Brano estratto:

################

L'assemblea generale dell'Onu è in corso nelle stesse ore in cui piovono bombe con un'intensità senza precedenti sul Libano meridionale, oltre che sul nord di Israele. Centinaia di morti, migliaia di feriti e fughe di massa che intasano le strade libanesi in direzione nord. C'è qualcosa di stonato nei discorsi a partire da quello del presidente uscente degli Stati Uniti che gioca anche una tesa partita elettorale interna - che invitano a confidare nella diplomazia prima che una guerra feroce sfugga di mano ai contendenti. Da quasi un anno il segretario di Stato Usa Antony Blinken si consuma le scarpe in Medio Oriente alla ricerca di un compromesso impossibile. La tragica sensazione è che anche al Palazzo di Vetro di New York si stia giocando poco più della solita verbosa commedia. Si è sentito auspicare una nuova Yalta, un ipotetico grande tavolo negoziale che veda riunite le principali potenze mondiali per risolvere la crisi mediorientale. La logica sarebbe la seguente: poiché nulla produce inseguire soluzioni parziali, è necessario puntare a una via d'uscita complessiva. Ora o mai più, visti i serissimi rischi per la pace mondiale. Al di là dei nobili principii, è questa un'ipotesi che non tiene conto della realtà sul terreno. La guerra che Israele sta combattendo da quasi un anno è per la vita o per la morte. Hamas, che l'ha scatenata da Gaza con un proditorio massacro e sequestro di civili israeliani lo scorso 7 ottobre, non vuole niente di meno che la cancellazione dello Stato ebraico, la «Palestina dal fiume al mare»: significa dieci milioni di israeliani morti ammazzati o cacciati dalle loro case. Lo stesso proclama Hezbollah che combatte (e sta perdendo) questa guerra con le armi dei suoi mandanti iraniani. È questo il punto: in linea ipotetica si potrà arrivare a fermare i combattimenti, ma sarà soltanto una tregua, perché i nemici di Israele rimarranno votati alla sua distruzione. All'estirpazione del cancro sionista, come descrivono il concetto a Teheran.
C'è un motivo se dal 1948 non c'è pace in Medio Oriente, ed è il rifiuto di una parte importante del mondo musulmano di accettare l'esistenza stessa di uno Stato ebraico. Settantasei anni di guerre inframmezzati da sforzi diplomatici che hanno prodotto risultati parziali, sempre vanificati dagli estremisti. Il momento migliore, gli accordi di Oslo del 1993, ha prodotto la nascita dell'Autonomia palestinese e una speranza di coesistenza pacifica con Israele. Ma nessuna delle due parti ha mai davvero voluto risolvere la questione in modo definitivo: nel 1997 Yasser Arafat lo dimostrò rifiutando l'offerta di costruire uno Stato palestinese sul 97% dei territori occupati e preferendo alimentare una guerriglia infinita, mentre Israele non ha mai rinunciato a costruire nuovi insediamenti ebraici su terre arabe.

################

Record archiviati:
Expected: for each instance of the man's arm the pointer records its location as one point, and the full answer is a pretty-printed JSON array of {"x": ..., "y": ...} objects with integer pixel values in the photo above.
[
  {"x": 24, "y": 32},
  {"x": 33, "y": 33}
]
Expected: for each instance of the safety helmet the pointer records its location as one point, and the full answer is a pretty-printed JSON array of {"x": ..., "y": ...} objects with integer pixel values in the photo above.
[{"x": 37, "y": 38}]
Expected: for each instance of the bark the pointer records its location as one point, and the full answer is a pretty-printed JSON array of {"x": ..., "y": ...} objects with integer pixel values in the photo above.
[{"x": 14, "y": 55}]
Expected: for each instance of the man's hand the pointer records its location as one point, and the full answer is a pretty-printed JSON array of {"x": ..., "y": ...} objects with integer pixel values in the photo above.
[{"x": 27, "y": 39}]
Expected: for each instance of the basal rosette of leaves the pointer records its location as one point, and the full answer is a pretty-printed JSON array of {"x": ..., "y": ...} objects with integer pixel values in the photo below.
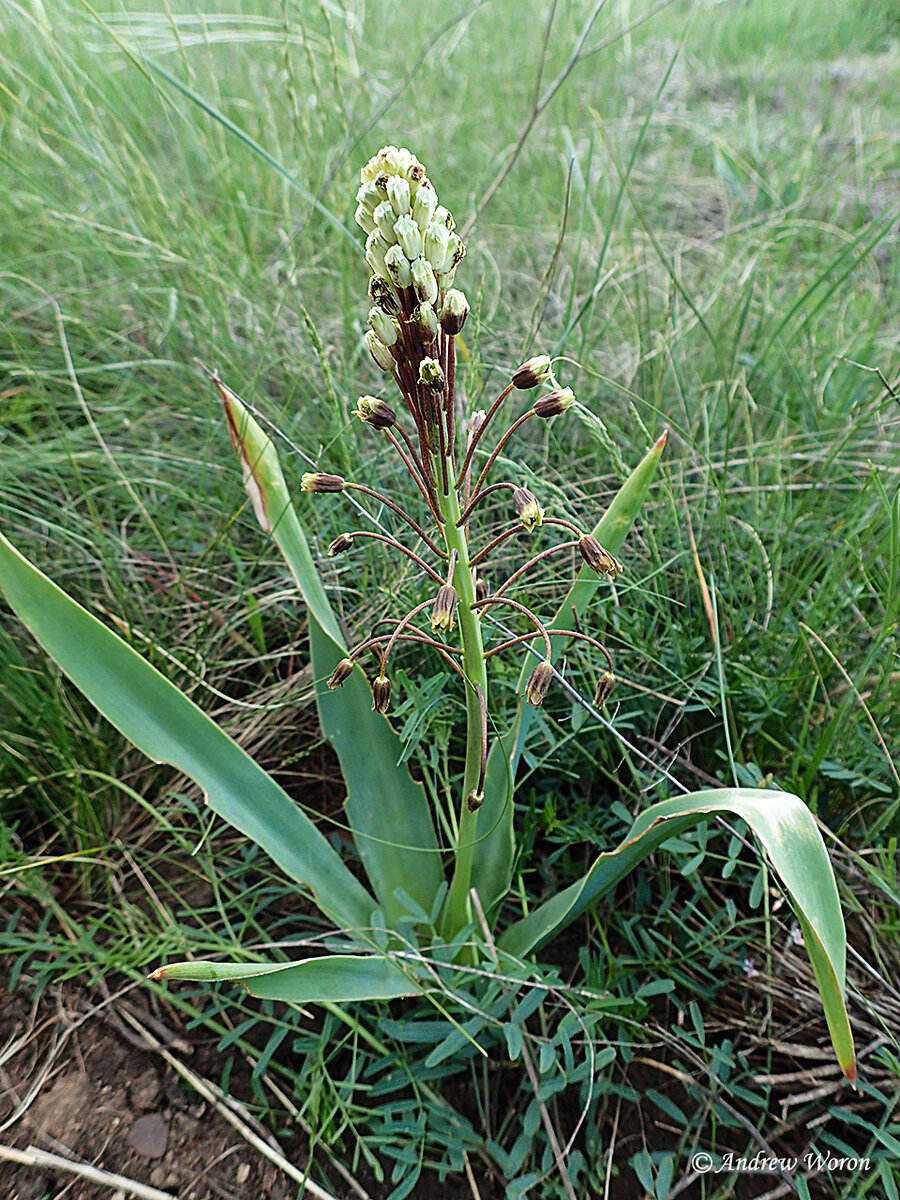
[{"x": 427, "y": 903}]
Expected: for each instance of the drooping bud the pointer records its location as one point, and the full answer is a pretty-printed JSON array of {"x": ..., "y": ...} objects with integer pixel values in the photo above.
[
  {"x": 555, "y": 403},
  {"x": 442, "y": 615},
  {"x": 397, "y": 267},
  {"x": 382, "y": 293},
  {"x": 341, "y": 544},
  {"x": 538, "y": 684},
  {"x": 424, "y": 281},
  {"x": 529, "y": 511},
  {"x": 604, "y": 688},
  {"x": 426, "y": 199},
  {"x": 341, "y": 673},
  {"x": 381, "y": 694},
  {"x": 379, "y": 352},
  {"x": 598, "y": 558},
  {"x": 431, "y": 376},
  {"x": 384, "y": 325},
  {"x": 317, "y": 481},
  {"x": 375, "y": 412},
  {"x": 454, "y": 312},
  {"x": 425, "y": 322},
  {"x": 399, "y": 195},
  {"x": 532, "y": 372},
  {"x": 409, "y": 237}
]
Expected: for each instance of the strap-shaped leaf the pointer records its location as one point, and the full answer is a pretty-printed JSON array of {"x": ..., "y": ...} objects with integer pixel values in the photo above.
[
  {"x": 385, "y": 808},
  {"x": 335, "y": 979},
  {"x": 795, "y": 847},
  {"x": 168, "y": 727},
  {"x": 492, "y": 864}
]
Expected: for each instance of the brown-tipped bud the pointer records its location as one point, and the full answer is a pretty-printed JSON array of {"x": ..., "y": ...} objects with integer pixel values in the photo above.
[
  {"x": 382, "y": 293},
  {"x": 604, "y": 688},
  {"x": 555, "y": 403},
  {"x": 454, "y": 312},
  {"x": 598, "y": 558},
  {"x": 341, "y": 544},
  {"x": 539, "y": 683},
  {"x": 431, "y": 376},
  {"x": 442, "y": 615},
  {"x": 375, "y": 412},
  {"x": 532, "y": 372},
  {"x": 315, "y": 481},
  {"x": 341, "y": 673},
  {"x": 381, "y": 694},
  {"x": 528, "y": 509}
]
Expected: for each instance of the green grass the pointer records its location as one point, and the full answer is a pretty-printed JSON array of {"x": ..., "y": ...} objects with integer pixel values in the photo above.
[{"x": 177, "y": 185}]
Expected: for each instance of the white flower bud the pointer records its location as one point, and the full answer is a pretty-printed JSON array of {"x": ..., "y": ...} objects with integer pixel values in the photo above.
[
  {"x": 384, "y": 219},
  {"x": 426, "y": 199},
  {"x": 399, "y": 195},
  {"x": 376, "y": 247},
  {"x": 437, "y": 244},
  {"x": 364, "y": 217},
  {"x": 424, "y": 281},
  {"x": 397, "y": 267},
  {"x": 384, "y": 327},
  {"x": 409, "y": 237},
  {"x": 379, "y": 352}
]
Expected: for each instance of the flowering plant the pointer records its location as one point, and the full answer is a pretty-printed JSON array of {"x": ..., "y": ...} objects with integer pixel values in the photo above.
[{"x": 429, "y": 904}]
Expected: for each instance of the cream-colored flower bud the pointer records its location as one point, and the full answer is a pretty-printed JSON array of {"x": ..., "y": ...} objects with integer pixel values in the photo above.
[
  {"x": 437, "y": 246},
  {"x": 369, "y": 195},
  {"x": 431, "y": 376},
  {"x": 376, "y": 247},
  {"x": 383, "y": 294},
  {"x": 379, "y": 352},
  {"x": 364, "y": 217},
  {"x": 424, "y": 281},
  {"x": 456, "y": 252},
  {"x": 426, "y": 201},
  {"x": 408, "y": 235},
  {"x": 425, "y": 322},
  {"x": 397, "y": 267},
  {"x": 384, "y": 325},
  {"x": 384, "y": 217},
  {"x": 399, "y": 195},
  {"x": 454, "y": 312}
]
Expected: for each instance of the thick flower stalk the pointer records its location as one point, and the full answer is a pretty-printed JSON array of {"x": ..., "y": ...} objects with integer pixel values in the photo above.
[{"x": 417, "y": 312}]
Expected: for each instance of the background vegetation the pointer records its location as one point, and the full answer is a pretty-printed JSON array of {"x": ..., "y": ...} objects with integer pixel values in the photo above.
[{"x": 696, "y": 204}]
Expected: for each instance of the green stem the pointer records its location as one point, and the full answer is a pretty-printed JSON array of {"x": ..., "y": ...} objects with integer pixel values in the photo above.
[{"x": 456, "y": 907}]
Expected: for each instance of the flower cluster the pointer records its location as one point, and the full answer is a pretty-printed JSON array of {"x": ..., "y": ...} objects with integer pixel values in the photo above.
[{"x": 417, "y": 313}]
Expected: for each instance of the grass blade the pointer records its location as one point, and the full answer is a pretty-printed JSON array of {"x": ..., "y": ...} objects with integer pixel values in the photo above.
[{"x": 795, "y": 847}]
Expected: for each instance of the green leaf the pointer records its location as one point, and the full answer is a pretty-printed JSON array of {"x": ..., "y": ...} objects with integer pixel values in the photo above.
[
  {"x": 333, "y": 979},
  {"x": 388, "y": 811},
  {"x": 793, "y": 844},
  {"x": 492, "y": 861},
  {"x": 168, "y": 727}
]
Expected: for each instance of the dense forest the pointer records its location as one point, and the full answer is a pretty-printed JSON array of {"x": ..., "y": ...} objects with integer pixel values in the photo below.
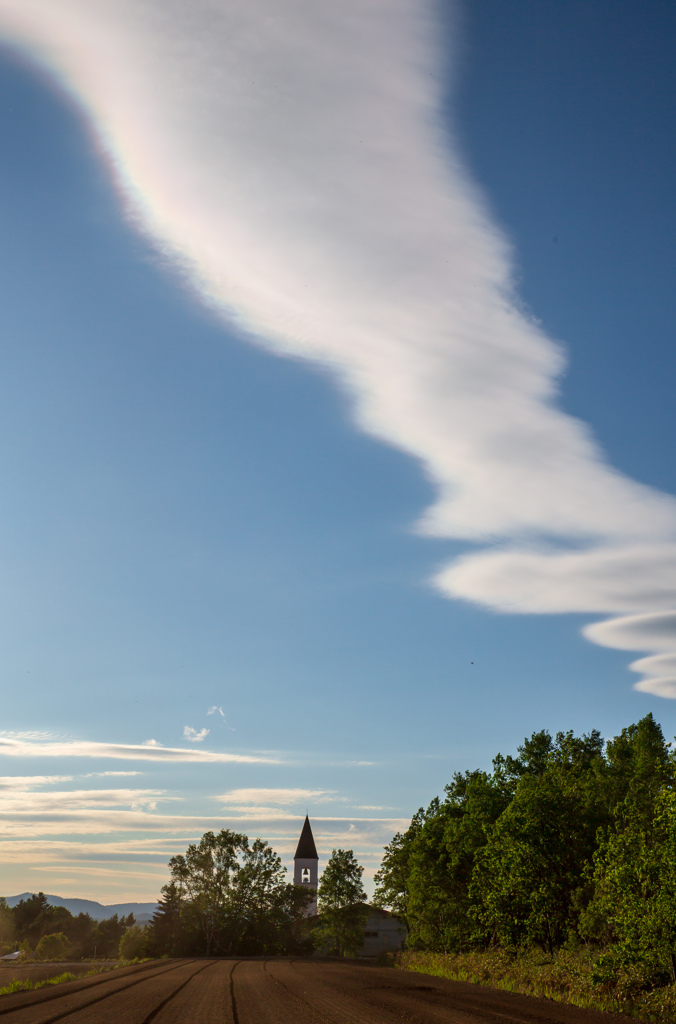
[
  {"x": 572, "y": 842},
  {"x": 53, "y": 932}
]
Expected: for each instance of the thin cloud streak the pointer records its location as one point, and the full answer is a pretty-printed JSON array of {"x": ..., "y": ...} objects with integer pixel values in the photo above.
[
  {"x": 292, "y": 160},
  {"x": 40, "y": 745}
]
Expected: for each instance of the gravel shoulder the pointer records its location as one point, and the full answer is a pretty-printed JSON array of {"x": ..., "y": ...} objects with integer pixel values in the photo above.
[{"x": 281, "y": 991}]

################

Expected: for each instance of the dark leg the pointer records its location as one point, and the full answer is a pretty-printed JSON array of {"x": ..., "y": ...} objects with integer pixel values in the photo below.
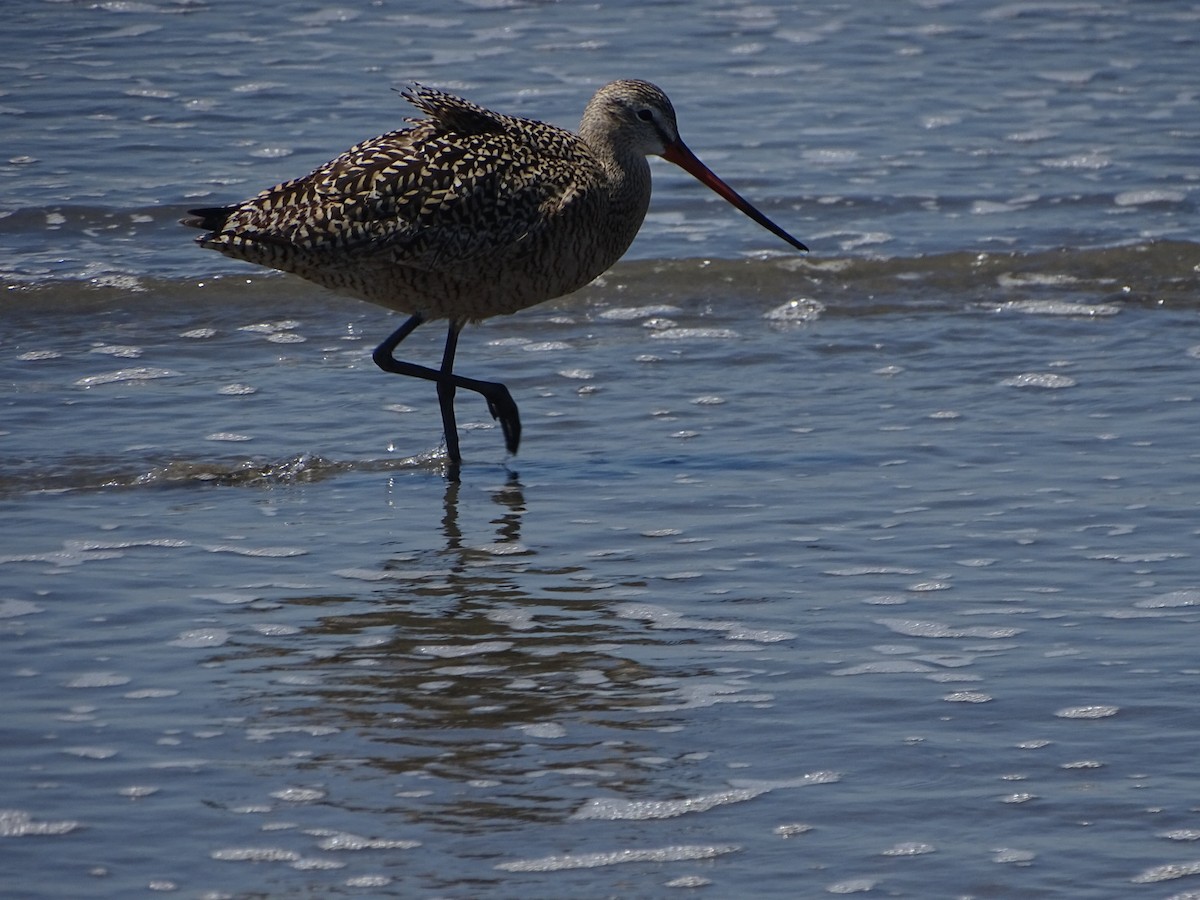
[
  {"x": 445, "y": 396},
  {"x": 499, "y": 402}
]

################

Compiti da svolgere:
A – Puoi riportare il brano, tutto da "C'è un motivo" giù fino a "su terre arabe.", rinominando "accordi" in "intese"?
B – Quante righe dei record contengono la stringa "leaf"? Contale e rispondi soltanto con il numero.
Il brano e i record sono materiali distinti e indipendenti l'uno dall'altro.

Soluzioni dei compiti:
A –
C'è un motivo se dal 1948 non c'è pace in Medio Oriente, ed è il rifiuto di una parte importante del mondo musulmano di accettare l'esistenza stessa di uno Stato ebraico. Settantasei anni di guerre inframmezzati da sforzi diplomatici che hanno prodotto risultati parziali, sempre vanificati dagli estremisti. Il momento migliore, gli intese di Oslo del 1993, ha prodotto la nascita dell'Autonomia palestinese e una speranza di coesistenza pacifica con Israele. Ma nessuna delle due parti ha mai davvero voluto risolvere la questione in modo definitivo: nel 1997 Yasser Arafat lo dimostrò rifiutando l'offerta di costruire uno Stato palestinese sul 97% dei territori occupati e preferendo alimentare una guerriglia infinita, mentre Israele non ha mai rinunciato a costruire nuovi insediamenti ebraici su terre arabe.

B – 2